Transcribe every entry word for word. Skip the pictures.

************

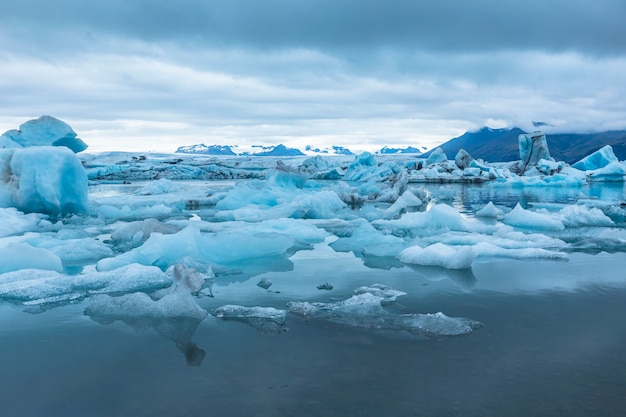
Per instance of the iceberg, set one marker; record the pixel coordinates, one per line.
(489, 211)
(265, 319)
(439, 254)
(599, 159)
(519, 217)
(436, 157)
(365, 309)
(44, 131)
(463, 159)
(43, 179)
(20, 255)
(532, 148)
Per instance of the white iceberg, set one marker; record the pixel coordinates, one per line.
(43, 179)
(439, 254)
(44, 131)
(598, 159)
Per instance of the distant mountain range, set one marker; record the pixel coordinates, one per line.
(501, 145)
(282, 150)
(491, 145)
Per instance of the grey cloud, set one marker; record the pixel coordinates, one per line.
(591, 26)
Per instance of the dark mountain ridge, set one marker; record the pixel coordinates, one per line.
(501, 145)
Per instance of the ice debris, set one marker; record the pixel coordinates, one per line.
(439, 254)
(365, 309)
(44, 131)
(265, 319)
(43, 179)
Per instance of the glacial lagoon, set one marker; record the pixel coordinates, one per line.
(549, 340)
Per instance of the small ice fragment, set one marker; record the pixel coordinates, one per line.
(264, 283)
(325, 286)
(489, 211)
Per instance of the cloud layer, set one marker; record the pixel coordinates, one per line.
(152, 75)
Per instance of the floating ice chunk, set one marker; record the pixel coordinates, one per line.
(519, 217)
(141, 305)
(161, 186)
(13, 221)
(264, 283)
(532, 148)
(440, 216)
(20, 255)
(265, 319)
(463, 159)
(486, 249)
(73, 251)
(177, 301)
(236, 311)
(405, 201)
(365, 310)
(579, 216)
(222, 248)
(43, 179)
(614, 171)
(599, 159)
(489, 211)
(45, 131)
(439, 254)
(385, 292)
(175, 315)
(549, 167)
(128, 278)
(39, 286)
(436, 157)
(133, 234)
(126, 212)
(365, 239)
(434, 325)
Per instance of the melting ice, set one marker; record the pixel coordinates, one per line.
(125, 232)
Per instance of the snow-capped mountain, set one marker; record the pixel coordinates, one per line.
(209, 150)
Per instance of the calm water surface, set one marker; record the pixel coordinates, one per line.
(552, 344)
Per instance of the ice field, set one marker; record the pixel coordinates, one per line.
(343, 285)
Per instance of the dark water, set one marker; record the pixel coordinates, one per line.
(552, 344)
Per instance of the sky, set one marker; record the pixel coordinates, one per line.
(152, 75)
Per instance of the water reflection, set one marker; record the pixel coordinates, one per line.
(180, 330)
(462, 278)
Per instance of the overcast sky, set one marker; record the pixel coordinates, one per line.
(142, 75)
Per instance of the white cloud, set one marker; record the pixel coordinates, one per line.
(122, 92)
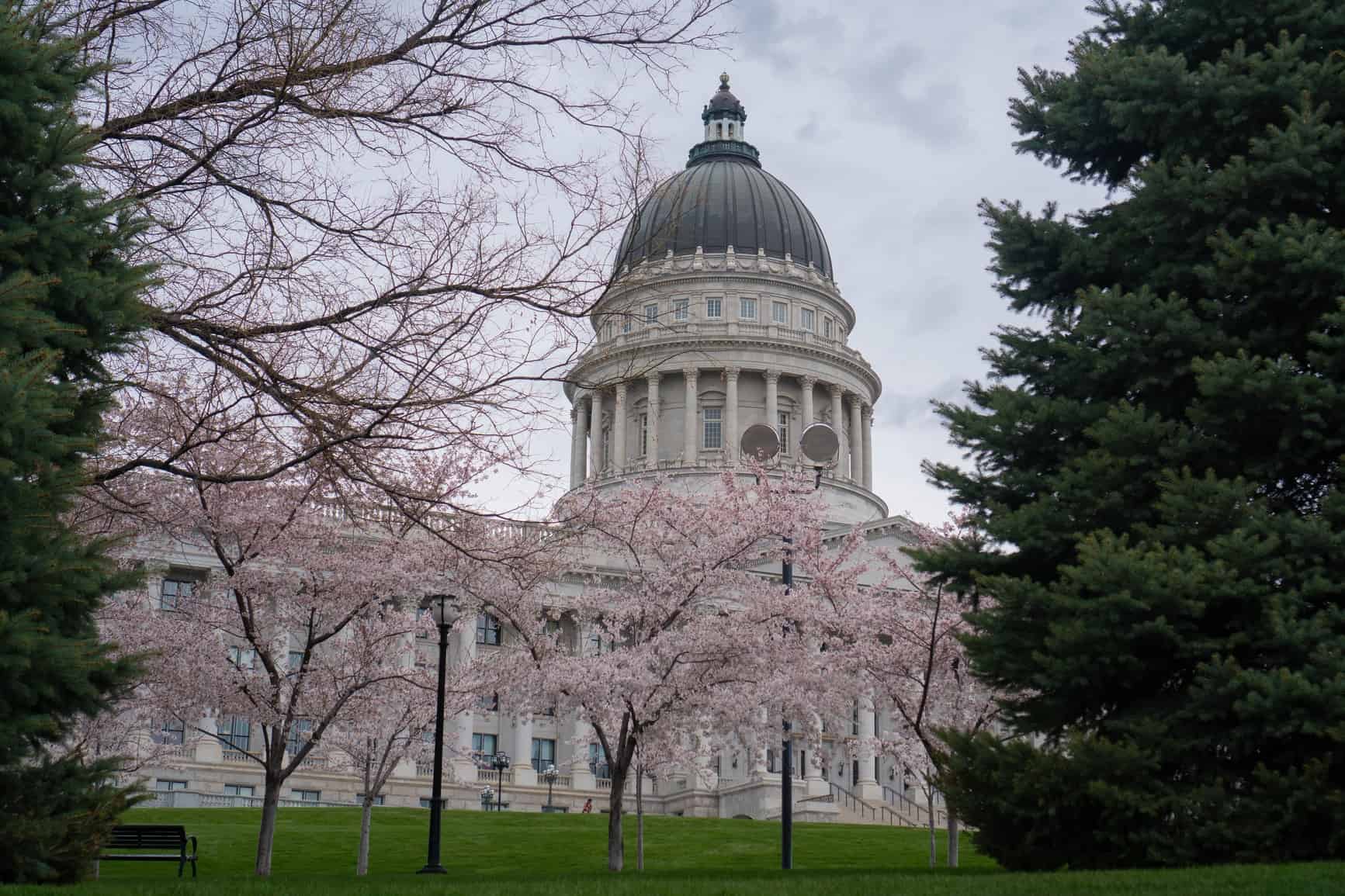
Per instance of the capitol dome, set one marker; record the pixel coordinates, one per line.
(724, 198)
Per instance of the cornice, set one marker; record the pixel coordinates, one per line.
(677, 349)
(725, 268)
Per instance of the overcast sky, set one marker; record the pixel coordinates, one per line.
(889, 121)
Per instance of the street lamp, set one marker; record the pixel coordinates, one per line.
(550, 775)
(820, 445)
(499, 762)
(445, 612)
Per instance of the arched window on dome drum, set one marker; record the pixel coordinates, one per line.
(713, 428)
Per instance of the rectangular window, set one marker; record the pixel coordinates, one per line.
(175, 592)
(543, 754)
(234, 732)
(598, 762)
(242, 657)
(487, 630)
(484, 746)
(299, 735)
(598, 645)
(171, 731)
(713, 428)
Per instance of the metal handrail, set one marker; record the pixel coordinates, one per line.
(868, 810)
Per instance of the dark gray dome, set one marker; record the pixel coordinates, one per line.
(724, 199)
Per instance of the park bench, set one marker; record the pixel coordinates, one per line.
(158, 837)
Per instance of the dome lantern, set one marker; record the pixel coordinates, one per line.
(724, 198)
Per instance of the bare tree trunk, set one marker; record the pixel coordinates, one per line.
(640, 817)
(615, 844)
(952, 840)
(934, 849)
(267, 835)
(366, 818)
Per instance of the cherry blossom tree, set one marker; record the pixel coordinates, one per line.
(680, 618)
(904, 649)
(383, 727)
(374, 223)
(311, 612)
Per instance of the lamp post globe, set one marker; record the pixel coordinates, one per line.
(444, 611)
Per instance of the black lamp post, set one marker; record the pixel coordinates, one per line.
(820, 445)
(550, 775)
(445, 612)
(499, 762)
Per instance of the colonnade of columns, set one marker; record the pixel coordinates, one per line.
(587, 417)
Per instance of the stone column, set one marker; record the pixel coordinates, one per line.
(579, 427)
(524, 773)
(857, 440)
(730, 413)
(463, 767)
(868, 447)
(868, 786)
(772, 400)
(651, 460)
(690, 417)
(619, 431)
(595, 435)
(838, 421)
(809, 384)
(580, 439)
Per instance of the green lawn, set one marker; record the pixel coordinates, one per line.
(533, 853)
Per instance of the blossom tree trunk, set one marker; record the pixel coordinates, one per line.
(934, 842)
(952, 839)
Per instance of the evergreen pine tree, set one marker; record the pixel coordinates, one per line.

************

• [Correct response]:
Per instance of the iceberg, set one marker; record the pixel coordinates, one per line.
(489, 211)
(265, 319)
(439, 254)
(599, 159)
(519, 217)
(436, 157)
(365, 309)
(44, 131)
(463, 159)
(43, 179)
(20, 255)
(532, 148)
Per instance of the white iceberg, set one marker; record the pixel coordinates, one per line.
(43, 179)
(439, 254)
(44, 131)
(598, 159)
Per instance of the distant mountain range, set one marker; record the pixel coordinates, one per line.
(501, 145)
(282, 150)
(491, 145)
Per instance of the grey cloud, set one marker; record the pixel coordinates, one per line.
(591, 26)
Per instance of the dark mountain ridge, set one marker; record the pixel coordinates, one per line.
(501, 145)
Per instance of the ice debris, set one marker; record the pixel coordinates, one per line.
(439, 254)
(365, 309)
(44, 131)
(265, 319)
(43, 179)
Per instance of the glacial lagoon, set one marker; record the pixel coordinates, one per line.
(549, 340)
Per instance of the small ice fragment, set one marker; record the pixel coordinates, one per line.
(264, 283)
(325, 286)
(489, 211)
Per instance of the cloud layer, set one marker; record the pixel coordinates, one per line.
(152, 75)
Per instance of the floating ice chunk, set one marker; record the pixel coordinates, one per line.
(519, 217)
(141, 305)
(161, 186)
(13, 221)
(264, 283)
(532, 148)
(440, 216)
(20, 255)
(265, 319)
(463, 159)
(486, 249)
(73, 251)
(177, 301)
(236, 311)
(405, 201)
(365, 310)
(579, 216)
(222, 248)
(43, 179)
(614, 171)
(599, 159)
(489, 211)
(45, 131)
(439, 254)
(385, 292)
(175, 315)
(549, 167)
(128, 278)
(39, 286)
(436, 157)
(133, 234)
(126, 212)
(365, 239)
(434, 325)
Per instance of the melting ice, set one marker; record the pixel coordinates, one per line.
(125, 232)
Per instance of the snow-capped mountain, set one marker; record the pixel coordinates, one per line.
(209, 150)
Per instance of the calm water surface, set one marker; record the pixel coordinates, one per line.
(552, 344)
Per instance of the ice field, set one marker; record the pixel coordinates, one per line.
(343, 285)
Per instance of the dark water, set one marker; record the pixel coordinates, one per line.
(552, 344)
Per instance of the sky, set one marker; record the pixel coordinates, one per line.
(152, 75)
Per instance of the water reflection, set one marker; record the pixel coordinates, one per line.
(180, 330)
(462, 278)
Per instance of the overcast sky, set one marker; record the pixel coordinates, one per line.
(142, 75)
Per instance of the white cloud, set one marker; record the pixel coordinates, one per line.
(122, 92)
Per instance of the capitol dome, set one marker; record the pixel coordinates, one per line.
(724, 198)
Per instance of the cornice, set one marker; record the pixel coordinates, one per line.
(677, 349)
(725, 268)
Per instance of the overcast sky, set one marker; record the pixel coordinates, one per line.
(889, 121)
Per instance of the street lamp, set one marker; record the pixel coordinates, one per line.
(550, 775)
(820, 445)
(499, 762)
(445, 612)
Per instance of the arched window on dome drum, set one marker; record the pixel coordinates, one per line.
(713, 428)
Per instance of the rectangular window, set one marker; record the pixel coordinates, one per line.
(175, 592)
(543, 754)
(234, 732)
(598, 762)
(242, 657)
(487, 630)
(484, 746)
(299, 735)
(598, 645)
(171, 731)
(713, 428)
Per instance of the metal handrail, set one marker; record the pixel coordinates, one per line.
(868, 810)
Per instance of the dark gray dome, set one marker; record the pixel coordinates, one per line.
(724, 199)
Per instance of the park bench, set one marker; record the pixel coordinates, one per line.
(158, 837)
Per instance of the dome lantern, set one marker; record the pixel coordinates, one per line.
(724, 198)
Per instance of the bare tree trunk, set one marker; record the pixel coordinates, one per line.
(640, 817)
(615, 844)
(952, 840)
(934, 849)
(267, 835)
(366, 818)
Per instance of the cherry blossom tree, set one marker; record the pixel coordinates, one per line.
(680, 618)
(904, 649)
(383, 727)
(374, 223)
(311, 612)
Per instance of the lamp post globe, set one marker; record the pixel coordinates, one per line.
(444, 611)
Per instance of the black lamp post, set one marker; record the pixel coordinates, one per line.
(820, 445)
(550, 775)
(445, 612)
(499, 762)
Per instance of the colonnade of columns, set one marker; record the pixel coordinates, one per line.
(587, 417)
Per instance of the stone column, set one marker; record the pixel coordinates, one per line.
(579, 427)
(524, 773)
(857, 440)
(730, 413)
(463, 767)
(868, 447)
(868, 786)
(772, 400)
(651, 460)
(690, 417)
(619, 431)
(595, 435)
(838, 421)
(809, 384)
(580, 439)
Per instance of the green lawn, set one marker; record the pixel coordinates, one per line.
(533, 853)
Per instance of the blossom tree trunk, set one marker; record the pixel coordinates, one per line.
(934, 842)
(952, 839)
Per instance of the evergreen pine tree, set one marker; record the pixel coordinates, one per line.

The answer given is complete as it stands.